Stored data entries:
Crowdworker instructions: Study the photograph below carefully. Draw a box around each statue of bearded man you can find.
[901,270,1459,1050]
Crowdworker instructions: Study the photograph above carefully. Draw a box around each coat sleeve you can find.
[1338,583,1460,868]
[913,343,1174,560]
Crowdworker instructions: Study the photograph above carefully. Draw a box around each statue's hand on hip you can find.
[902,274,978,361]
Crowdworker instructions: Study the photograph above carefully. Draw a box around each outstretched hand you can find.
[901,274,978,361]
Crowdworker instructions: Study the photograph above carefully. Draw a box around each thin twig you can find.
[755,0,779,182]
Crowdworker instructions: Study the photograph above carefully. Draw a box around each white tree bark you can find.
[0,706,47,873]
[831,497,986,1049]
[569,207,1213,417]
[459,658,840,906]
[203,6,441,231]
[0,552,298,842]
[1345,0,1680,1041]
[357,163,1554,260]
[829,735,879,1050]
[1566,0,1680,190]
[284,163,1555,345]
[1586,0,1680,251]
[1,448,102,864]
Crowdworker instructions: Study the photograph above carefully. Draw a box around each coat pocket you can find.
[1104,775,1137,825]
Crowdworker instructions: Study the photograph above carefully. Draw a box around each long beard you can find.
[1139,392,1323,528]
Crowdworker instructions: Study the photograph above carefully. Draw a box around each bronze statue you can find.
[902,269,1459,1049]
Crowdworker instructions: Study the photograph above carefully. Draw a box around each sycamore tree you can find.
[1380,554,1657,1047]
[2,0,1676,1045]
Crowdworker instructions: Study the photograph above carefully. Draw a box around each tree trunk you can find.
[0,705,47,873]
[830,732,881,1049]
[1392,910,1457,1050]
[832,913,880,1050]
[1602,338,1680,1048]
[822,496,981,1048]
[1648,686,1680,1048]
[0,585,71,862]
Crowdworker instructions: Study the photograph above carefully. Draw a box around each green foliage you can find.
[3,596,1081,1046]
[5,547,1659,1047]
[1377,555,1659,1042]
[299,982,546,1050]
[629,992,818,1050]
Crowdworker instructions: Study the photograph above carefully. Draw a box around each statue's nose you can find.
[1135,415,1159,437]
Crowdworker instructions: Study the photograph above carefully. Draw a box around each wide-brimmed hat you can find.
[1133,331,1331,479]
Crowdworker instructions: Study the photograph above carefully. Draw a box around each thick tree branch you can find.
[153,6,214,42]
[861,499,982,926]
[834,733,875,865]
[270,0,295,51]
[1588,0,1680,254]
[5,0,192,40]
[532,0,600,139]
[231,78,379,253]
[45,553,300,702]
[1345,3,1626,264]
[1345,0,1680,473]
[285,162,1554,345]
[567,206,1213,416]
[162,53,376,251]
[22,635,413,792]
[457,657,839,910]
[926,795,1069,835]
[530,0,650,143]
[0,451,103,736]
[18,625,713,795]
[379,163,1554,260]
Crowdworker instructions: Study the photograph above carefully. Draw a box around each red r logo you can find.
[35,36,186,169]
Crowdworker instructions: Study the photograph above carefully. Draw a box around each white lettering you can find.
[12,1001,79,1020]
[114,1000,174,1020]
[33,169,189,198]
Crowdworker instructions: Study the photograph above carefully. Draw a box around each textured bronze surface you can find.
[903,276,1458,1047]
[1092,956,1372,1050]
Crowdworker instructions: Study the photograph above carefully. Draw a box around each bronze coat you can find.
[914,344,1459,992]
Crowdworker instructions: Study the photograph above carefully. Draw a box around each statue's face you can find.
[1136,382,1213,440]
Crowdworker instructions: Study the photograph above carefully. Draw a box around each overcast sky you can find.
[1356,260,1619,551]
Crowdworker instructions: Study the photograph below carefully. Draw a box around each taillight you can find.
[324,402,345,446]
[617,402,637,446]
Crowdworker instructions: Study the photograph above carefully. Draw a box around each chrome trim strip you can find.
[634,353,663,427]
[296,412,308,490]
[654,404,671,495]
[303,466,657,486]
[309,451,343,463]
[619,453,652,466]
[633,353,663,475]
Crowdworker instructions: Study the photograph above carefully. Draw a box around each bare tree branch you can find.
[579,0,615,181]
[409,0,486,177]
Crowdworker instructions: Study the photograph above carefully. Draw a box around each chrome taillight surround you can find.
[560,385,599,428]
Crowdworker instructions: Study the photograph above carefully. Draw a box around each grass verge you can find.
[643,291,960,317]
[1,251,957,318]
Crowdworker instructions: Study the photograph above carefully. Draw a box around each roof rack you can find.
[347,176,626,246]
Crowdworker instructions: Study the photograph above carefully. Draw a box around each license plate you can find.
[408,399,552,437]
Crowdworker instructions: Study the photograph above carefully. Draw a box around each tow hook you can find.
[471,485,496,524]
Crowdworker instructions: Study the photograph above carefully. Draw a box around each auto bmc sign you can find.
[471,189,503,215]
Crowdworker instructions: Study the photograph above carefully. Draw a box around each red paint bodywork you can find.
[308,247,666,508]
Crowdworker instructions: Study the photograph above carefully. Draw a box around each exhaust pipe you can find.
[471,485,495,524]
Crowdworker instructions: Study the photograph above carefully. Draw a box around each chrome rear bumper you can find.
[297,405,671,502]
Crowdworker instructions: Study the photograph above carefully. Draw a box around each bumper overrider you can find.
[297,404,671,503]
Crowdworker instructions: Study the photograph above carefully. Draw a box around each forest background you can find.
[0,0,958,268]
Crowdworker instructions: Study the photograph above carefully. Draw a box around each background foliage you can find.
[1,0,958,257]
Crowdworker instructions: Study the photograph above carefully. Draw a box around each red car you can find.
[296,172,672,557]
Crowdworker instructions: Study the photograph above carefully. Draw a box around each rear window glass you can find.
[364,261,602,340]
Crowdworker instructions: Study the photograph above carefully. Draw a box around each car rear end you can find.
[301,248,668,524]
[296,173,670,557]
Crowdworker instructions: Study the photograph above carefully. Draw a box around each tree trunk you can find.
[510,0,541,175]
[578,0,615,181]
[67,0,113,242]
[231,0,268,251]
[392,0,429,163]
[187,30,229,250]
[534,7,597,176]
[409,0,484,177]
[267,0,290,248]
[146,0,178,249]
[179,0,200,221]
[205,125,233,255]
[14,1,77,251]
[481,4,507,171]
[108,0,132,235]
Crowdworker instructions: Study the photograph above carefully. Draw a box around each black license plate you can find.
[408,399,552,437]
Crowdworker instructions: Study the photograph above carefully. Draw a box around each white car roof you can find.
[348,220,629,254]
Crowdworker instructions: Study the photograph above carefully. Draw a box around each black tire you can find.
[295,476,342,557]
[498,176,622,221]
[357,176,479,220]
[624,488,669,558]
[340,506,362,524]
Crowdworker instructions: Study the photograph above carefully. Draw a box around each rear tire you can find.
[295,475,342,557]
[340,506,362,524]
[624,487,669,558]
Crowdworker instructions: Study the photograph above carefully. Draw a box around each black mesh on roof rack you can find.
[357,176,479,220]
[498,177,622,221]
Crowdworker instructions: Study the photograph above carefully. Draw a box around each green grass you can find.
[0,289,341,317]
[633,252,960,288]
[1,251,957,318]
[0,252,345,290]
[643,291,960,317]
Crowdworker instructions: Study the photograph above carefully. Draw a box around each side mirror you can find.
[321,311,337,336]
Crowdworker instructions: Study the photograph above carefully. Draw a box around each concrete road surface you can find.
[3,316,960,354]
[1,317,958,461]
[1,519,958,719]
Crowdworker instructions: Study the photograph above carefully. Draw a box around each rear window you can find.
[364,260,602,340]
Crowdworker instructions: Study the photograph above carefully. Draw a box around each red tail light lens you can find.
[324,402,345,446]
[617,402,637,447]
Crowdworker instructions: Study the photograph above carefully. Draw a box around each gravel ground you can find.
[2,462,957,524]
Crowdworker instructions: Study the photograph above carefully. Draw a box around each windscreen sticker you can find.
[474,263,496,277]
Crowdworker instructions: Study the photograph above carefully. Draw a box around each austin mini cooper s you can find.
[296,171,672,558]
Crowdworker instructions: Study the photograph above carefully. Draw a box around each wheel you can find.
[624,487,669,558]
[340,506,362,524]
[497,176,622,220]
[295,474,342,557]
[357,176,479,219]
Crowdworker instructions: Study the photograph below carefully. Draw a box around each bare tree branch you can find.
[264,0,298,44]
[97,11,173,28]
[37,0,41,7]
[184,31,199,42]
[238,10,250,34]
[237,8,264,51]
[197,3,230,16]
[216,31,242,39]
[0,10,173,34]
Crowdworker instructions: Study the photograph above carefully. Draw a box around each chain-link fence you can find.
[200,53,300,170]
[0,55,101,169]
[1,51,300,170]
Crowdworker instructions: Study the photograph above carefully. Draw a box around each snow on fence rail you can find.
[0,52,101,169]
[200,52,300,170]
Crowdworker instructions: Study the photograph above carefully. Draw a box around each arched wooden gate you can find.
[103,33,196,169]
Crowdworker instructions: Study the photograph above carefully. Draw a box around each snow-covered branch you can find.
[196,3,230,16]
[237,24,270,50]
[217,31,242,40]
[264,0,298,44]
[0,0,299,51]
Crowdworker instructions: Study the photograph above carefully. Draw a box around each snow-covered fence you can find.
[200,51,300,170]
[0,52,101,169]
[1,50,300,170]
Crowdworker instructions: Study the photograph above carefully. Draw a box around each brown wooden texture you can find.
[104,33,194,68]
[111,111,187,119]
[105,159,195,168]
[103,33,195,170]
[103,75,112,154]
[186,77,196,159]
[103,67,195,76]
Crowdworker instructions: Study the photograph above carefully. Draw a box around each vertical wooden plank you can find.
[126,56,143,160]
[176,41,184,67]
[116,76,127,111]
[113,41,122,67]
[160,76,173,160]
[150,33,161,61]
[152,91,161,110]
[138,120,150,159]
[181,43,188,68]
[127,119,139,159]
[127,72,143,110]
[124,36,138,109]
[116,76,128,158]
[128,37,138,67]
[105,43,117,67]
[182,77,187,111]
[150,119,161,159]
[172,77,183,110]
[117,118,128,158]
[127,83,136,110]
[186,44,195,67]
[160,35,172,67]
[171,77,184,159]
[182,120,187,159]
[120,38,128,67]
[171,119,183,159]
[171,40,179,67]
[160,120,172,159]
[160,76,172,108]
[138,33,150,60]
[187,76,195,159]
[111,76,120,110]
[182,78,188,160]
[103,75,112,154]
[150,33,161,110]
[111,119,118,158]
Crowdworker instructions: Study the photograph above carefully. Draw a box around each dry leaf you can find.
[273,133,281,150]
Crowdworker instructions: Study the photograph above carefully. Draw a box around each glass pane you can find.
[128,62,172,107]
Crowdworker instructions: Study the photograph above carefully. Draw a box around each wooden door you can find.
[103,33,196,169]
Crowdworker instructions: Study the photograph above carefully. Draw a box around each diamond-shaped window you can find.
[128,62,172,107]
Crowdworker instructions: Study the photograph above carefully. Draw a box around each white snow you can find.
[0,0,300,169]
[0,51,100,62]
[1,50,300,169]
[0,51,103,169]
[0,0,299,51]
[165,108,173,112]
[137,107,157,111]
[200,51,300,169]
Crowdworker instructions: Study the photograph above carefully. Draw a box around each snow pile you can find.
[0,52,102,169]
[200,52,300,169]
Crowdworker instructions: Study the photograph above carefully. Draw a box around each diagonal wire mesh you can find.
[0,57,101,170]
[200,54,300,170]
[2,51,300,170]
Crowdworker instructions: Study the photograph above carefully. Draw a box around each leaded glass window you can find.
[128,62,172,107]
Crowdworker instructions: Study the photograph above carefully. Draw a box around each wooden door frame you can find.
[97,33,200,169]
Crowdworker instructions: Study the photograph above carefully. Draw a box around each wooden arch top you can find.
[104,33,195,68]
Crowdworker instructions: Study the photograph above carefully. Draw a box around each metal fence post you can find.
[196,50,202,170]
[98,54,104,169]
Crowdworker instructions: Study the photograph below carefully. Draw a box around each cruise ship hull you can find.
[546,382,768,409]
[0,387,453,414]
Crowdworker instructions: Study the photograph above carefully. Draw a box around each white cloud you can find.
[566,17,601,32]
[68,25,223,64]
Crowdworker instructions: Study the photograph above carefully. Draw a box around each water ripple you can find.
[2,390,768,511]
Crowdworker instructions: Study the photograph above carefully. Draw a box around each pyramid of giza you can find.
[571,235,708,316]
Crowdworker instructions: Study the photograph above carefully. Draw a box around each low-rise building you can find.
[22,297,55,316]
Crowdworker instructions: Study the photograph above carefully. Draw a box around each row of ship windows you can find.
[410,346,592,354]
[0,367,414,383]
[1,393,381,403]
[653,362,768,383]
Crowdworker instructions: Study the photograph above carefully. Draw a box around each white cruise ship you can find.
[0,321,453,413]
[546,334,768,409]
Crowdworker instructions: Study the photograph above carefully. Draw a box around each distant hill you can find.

Exercise description:
Exactly as they stand in the records above, print the lines from the one containing "ripple you can find." through the final line, inclusive.

Task answer:
Crowdworker instructions: Study the photograph above carefully. Draw a box around each water ripple you can find.
[2,390,768,511]
Crowdworker instructions: Study the photograph above carefully. Draw a box around each pyramid of giza you can find.
[571,235,708,316]
Crowdworker instructions: Study the photograph above carefully. Draw a box around each low-rise building you can find.
[22,297,55,316]
Crowdworker instructions: Study the photograph above carefully. Draw a box around each row of ship windows you can find.
[410,346,592,354]
[0,367,414,383]
[1,393,381,403]
[653,362,768,383]
Crowdworker instructions: Study the photograph above carefully. Draw a box around each white cruise ship you can find.
[0,321,453,413]
[546,334,768,409]
Crowdworker instructions: Study the photograph above carefully. Draw a box around each distant hill you can find.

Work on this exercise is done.